**Work to be completed:**
Everything from the line with "task: trace the outline of the tree trunk" through the last line of the records below should be copied exactly, both ends included.

**Supplied material:**
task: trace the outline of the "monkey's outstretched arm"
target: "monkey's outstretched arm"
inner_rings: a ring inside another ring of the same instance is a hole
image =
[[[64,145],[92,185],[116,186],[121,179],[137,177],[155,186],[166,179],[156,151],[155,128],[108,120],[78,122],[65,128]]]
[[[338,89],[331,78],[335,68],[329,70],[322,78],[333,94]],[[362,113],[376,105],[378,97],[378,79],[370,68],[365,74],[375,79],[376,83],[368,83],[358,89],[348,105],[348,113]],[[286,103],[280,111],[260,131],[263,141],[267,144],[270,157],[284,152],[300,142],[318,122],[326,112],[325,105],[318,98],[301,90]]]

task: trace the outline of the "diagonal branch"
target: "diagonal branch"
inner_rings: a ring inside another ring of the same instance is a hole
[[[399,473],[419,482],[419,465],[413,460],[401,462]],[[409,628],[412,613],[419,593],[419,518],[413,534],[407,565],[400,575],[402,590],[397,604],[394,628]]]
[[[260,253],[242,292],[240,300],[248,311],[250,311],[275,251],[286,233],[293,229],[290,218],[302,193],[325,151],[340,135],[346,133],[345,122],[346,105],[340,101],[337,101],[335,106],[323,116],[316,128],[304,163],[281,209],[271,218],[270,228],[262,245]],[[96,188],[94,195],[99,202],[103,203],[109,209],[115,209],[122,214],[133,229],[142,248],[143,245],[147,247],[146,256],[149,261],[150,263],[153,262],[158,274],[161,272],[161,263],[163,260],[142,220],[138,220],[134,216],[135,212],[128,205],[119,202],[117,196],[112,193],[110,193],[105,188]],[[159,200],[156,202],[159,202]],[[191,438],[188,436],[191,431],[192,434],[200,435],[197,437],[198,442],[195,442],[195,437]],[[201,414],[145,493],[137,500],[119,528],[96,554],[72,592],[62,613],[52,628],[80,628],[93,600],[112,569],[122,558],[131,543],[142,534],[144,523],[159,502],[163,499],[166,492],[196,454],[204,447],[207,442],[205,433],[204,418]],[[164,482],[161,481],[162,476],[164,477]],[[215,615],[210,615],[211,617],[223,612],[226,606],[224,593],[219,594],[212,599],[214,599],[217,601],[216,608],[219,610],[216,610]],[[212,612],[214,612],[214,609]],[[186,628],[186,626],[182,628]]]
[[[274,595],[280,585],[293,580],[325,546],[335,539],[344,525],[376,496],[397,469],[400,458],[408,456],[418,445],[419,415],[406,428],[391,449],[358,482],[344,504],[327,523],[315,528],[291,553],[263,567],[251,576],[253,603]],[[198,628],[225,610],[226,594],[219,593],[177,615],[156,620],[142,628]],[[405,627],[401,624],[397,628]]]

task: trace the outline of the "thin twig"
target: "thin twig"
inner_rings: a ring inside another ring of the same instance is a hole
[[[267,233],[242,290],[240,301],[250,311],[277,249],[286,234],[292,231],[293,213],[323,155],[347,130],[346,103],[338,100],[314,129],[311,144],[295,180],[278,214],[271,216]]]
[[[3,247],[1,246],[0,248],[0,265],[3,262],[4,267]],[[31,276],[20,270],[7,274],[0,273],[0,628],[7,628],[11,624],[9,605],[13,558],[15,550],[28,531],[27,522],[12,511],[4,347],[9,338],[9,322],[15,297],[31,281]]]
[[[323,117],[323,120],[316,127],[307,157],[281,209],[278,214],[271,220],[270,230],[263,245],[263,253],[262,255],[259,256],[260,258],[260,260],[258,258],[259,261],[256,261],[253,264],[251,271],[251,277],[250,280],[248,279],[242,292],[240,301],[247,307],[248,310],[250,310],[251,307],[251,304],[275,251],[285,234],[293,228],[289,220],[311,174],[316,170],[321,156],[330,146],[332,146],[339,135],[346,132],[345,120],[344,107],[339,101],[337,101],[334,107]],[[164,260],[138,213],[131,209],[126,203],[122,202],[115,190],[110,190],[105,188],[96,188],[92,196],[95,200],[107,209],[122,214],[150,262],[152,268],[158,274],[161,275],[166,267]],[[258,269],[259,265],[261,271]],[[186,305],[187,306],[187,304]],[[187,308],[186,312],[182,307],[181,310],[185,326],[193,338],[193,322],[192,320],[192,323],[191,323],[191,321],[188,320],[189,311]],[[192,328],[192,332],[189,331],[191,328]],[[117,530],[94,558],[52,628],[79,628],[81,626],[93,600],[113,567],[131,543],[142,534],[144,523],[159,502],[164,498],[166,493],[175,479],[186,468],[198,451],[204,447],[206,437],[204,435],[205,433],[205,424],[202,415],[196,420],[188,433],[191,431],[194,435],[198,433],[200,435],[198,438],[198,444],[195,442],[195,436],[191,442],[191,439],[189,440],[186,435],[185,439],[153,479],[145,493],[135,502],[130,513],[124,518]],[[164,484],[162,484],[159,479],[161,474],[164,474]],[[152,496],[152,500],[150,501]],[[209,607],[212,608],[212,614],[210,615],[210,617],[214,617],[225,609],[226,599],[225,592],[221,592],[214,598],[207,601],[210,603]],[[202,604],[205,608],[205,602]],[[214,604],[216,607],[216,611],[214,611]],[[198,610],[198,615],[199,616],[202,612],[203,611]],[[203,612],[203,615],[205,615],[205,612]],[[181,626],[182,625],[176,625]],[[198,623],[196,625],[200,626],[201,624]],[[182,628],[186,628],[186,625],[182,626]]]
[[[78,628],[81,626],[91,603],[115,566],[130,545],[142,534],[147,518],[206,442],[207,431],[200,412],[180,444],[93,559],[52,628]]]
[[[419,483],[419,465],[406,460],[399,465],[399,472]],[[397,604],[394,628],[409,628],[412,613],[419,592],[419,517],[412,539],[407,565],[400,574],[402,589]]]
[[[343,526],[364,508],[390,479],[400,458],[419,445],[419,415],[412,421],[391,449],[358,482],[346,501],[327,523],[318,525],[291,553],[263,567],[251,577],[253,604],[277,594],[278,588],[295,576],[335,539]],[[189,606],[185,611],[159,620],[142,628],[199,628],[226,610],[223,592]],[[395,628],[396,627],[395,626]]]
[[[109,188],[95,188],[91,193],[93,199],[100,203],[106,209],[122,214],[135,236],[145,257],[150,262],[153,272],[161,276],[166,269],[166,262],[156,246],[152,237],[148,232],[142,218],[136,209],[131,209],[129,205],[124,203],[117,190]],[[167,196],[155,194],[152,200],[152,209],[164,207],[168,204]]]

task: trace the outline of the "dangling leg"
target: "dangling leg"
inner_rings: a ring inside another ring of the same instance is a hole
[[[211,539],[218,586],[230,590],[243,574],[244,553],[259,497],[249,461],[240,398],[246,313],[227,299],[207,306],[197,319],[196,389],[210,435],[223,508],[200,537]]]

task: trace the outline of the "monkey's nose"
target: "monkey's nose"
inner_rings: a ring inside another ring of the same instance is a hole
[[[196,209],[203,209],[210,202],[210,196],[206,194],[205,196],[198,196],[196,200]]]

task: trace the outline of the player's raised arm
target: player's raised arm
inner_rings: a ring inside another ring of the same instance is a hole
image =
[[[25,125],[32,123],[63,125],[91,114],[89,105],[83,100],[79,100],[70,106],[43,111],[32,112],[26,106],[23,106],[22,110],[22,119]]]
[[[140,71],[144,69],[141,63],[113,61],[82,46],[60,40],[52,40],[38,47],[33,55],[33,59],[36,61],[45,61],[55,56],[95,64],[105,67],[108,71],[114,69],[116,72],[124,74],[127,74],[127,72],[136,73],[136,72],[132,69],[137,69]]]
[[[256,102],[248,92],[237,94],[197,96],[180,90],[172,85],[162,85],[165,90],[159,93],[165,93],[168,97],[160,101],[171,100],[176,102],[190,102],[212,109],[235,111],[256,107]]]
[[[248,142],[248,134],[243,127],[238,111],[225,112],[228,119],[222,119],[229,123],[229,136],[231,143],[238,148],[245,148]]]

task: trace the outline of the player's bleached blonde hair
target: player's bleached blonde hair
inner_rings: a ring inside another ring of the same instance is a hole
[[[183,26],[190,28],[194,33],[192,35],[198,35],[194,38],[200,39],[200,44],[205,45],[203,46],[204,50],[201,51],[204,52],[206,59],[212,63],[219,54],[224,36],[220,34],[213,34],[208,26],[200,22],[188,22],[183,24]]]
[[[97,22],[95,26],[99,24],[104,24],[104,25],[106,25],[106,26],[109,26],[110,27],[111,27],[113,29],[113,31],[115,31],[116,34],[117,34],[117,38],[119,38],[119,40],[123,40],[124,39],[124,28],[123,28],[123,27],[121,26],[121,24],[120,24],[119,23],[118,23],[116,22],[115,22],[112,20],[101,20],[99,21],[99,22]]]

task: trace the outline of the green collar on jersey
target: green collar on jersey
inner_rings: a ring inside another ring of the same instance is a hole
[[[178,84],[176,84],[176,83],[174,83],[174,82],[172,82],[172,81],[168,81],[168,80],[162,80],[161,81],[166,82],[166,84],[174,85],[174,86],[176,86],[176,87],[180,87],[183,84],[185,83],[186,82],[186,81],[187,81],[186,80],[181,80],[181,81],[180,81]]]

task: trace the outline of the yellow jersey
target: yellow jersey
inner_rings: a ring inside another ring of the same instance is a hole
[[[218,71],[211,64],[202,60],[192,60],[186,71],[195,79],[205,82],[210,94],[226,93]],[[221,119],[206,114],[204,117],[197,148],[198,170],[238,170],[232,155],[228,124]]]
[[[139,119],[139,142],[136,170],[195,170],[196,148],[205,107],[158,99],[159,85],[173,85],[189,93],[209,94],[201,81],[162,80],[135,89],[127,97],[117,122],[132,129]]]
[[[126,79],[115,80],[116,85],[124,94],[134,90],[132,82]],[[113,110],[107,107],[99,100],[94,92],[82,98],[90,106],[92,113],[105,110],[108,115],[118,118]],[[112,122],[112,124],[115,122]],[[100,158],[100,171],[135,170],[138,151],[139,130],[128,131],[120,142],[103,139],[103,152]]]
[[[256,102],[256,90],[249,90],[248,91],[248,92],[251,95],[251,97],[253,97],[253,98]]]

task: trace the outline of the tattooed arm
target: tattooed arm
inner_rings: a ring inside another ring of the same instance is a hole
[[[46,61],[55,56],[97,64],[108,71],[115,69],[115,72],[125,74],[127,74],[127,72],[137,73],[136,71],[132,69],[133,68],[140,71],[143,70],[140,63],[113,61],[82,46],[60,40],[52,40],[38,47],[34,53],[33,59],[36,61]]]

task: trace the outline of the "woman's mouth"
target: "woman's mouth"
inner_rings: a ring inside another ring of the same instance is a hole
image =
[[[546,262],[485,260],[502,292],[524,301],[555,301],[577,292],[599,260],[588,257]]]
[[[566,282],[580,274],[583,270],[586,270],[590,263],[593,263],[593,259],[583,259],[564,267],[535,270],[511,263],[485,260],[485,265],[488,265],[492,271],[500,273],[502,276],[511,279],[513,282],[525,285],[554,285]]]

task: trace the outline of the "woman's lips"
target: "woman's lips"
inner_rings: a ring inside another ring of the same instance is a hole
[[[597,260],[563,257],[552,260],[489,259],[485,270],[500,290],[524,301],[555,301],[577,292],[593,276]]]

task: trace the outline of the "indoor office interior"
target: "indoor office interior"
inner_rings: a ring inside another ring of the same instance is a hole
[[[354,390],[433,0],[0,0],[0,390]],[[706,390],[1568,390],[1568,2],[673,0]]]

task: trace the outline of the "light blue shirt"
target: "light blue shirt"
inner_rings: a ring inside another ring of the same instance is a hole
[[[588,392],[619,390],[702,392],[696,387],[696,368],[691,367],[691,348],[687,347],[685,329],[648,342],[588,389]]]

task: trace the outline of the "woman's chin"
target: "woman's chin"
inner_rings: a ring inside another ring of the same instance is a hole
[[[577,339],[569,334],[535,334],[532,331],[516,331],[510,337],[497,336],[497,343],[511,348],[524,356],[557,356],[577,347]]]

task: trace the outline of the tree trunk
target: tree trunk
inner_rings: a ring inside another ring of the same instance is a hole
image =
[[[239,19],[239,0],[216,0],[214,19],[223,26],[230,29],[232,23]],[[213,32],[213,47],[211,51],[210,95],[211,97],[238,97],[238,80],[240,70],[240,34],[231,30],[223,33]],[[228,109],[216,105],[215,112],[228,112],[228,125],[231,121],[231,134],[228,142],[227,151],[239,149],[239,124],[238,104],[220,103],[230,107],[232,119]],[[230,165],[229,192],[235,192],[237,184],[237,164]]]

**Result for this exercise:**
task: trace the outline of the tree trunk
target: tree trunk
inner_rings: a ring inside another ring of the same instance is a hole
image =
[[[239,19],[239,0],[216,0],[214,19],[223,26],[230,29],[232,23]],[[213,32],[213,47],[211,51],[210,95],[211,97],[238,97],[238,80],[240,70],[240,34],[231,30],[223,33]],[[228,109],[216,105],[215,112],[228,112],[228,125],[231,121],[231,134],[228,142],[227,151],[239,149],[239,124],[238,104],[220,103],[230,107],[232,119]],[[230,165],[229,192],[235,192],[237,184],[237,164]]]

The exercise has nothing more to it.